When The Funding Vanishes
Entrepreneur|October 2015
When The Funding Vanishes
Enthusiastic public announcements aside, sometimes the check doesnt arrive as promised. So put down that champagne and heed the advice of entrepreneurs whove dealt with the disappointment of disappearing capital.
Jody Sutton Taylor

Jimmy Odom and his co-founders at WeDeliver, a same-day delivery platform, had a lot going for them when they launched in 2013. The buzzed-about Chicago venture won the local Startup Weekend and quickly grew to provide deliveries for 100 area companies. WeDeliver also launched Locally, a stand-alone app that allowed businesses to sell products online for same-day delivery.

But in June of this year, WeDeliver announced it was being acquired by California-based Deliv, a similar but larger service that crowdsources its drivers. The outcome was in part due to a failed funding round—money the company expected that never quite materialized.

“We always wanted to build a national delivery company, but we just didn’t have the capacity,” Odom says. “Our angel investors believed in us, but angel investors cannot fund a company that should be venture-backed.If you can’t get into the VC world, it’s a chasm where you perish.”

> _Dataset entries_
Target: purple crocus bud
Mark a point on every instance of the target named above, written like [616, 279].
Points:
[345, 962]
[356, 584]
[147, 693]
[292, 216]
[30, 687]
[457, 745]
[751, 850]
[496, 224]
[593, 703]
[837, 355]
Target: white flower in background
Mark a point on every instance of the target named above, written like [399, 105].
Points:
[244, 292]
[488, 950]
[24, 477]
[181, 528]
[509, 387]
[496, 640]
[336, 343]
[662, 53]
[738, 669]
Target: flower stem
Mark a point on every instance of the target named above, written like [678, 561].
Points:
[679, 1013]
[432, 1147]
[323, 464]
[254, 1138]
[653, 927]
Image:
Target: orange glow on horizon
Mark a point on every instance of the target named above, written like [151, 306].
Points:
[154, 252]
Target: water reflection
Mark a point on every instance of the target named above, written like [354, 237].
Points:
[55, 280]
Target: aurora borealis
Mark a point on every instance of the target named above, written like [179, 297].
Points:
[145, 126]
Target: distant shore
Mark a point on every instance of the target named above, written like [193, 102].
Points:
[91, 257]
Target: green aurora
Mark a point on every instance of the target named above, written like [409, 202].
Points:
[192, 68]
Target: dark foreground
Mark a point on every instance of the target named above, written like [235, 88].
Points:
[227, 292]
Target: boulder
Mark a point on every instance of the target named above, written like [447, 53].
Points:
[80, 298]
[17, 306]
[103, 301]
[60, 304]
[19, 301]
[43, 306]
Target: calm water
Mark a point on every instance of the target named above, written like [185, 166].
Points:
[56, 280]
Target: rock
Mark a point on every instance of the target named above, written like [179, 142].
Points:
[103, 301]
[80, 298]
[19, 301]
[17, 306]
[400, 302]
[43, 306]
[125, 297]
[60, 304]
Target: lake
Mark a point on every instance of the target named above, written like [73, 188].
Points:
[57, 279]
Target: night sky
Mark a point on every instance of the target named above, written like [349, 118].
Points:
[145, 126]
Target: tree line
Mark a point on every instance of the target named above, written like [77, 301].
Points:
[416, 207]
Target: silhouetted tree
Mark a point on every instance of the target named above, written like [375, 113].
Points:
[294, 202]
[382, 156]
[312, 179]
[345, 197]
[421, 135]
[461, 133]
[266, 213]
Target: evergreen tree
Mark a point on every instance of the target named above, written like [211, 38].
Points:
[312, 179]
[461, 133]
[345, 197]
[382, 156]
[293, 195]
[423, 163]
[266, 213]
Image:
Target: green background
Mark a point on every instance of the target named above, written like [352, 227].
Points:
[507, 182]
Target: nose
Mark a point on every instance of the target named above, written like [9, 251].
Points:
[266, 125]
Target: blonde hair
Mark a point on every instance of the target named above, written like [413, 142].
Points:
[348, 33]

> _Description of the task_
From the article on vanishing funding, list every company or app it mentions by name.

> _Solution below_
WeDeliver, Locally, Deliv